** Exercises to complete **
1) Summarize the derivation of the bound in two sentences.
2) In the derivation of the bound, what is said about the constant C?
3) According to the derivation of the bound, why does the final inequality give the desired result? Answer in one or two sentences.

** Source **
## Start
In the following, we derive an upper bound for each term in the right hand side one by one. The first two terms will be bounded using the Lieb-Robinson bound and the monotonically decreasing nature of the Boltzmann factor (9). The third term will be evaluated by making use of the large energy difference. Finally, the last term is trivially small because of the time-dependent factor with small energy difference. Plugging these results [Eqs. (30), (33), (38), and (39) below] into the right-hand side of Eq. (12), we get

$$\begin{aligned} \left| \langle \hat{A}(t)\hat{A}^\dagger \rangle -\langle \hat{A}\hat{A}^\dagger \rangle \right|&\le 2\varepsilon +2\varepsilon +\frac{2C}{K^2}+2N_a^2\varepsilon |t|, \end{aligned}$$

where C is a positive constant independent of the system size. Since we can take \(\varepsilon \) to be small and K to be large by choosing a sufficiently large system size \(|\Lambda |\), we obtain the desired result.
## End
** Source material **
## Start
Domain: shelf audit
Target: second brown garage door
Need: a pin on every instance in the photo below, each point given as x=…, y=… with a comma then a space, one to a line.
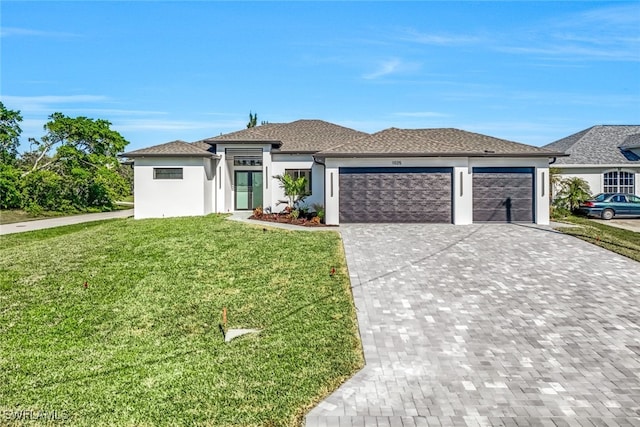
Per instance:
## End
** Answers for this exercise **
1) Each term on the right-hand side of Eq. (12) is bounded separately: the first two with the Lieb-Robinson bound and the monotonically decreasing Boltzmann factor, the third with the large energy difference, and the last is trivially small because of the time-dependent factor with small energy difference. Combining these gives a bound of 2ε + 2ε + 2C/K² + 2N_a²ε|t|, and the desired result follows because ε can be made small and K large by choosing a sufficiently large system size.

2) C is a positive constant independent of the system size.

3) Choosing a sufficiently large system size |Λ| lets ε be taken small and K be taken large. That gives the desired result.